Diffusion Model Latent Dimension Assumption. The dimension of the latent variables \(z_{1:T}\) equals the dimension of the data variable \(x\).
We will thus rename the data variable to \(x_0\) and the latent variables to \(x_{1:T}\). With our new notation, we can rewrite the joint distribution as follows
\(\begin{equation} \label{eq:reverse_diff_process} p_\theta(x_{0:T}) = p(x_T)\prod_{t = 1}^{T}{p_\theta(x_{t - 1} | x_t)} \end{equation}\) This Markov chain defines the reverse diffusion process, starting from the prior \(p(x_T)\). Similarly, for the posterior, we have
\(\begin{equation} \label{eq:forward_diff_process} q_\phi(x_{1:T} | x_0) = \prod_{t = 1}^{T}{q_\phi(x_t | x_{t - 1})} \end{equation}\) This is also a Markov chain and defines the forward diffusion process. We will see how to interpret these terms later.

Image object location entries:
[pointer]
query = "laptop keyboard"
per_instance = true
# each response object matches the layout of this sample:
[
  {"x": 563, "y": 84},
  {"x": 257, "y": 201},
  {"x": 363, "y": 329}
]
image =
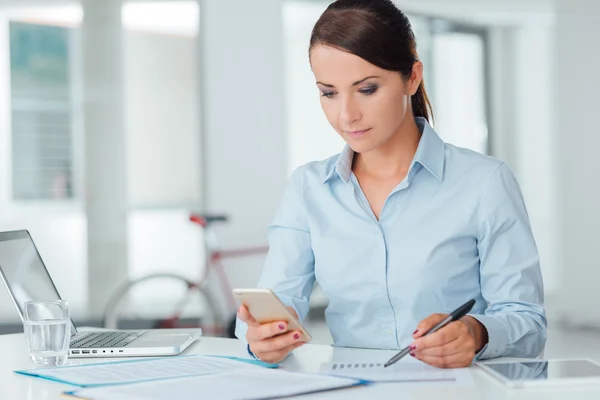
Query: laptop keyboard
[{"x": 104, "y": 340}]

__Written task__
Can you repeat the part of the diffusion model passage that opens with the words containing "We will thus" and closes with "these terms later.", substituting "Markov process" for "Markov chain" throughout? These records come from a separate source.

__The completed task__
We will thus rename the data variable to \(x_0\) and the latent variables to \(x_{1:T}\). With our new notation, we can rewrite the joint distribution as follows
\(\begin{equation} \label{eq:reverse_diff_process} p_\theta(x_{0:T}) = p(x_T)\prod_{t = 1}^{T}{p_\theta(x_{t - 1} | x_t)} \end{equation}\) This Markov process defines the reverse diffusion process, starting from the prior \(p(x_T)\). Similarly, for the posterior, we have
\(\begin{equation} \label{eq:forward_diff_process} q_\phi(x_{1:T} | x_0) = \prod_{t = 1}^{T}{q_\phi(x_t | x_{t - 1})} \end{equation}\) This is also a Markov process and defines the forward diffusion process. We will see how to interpret these terms later.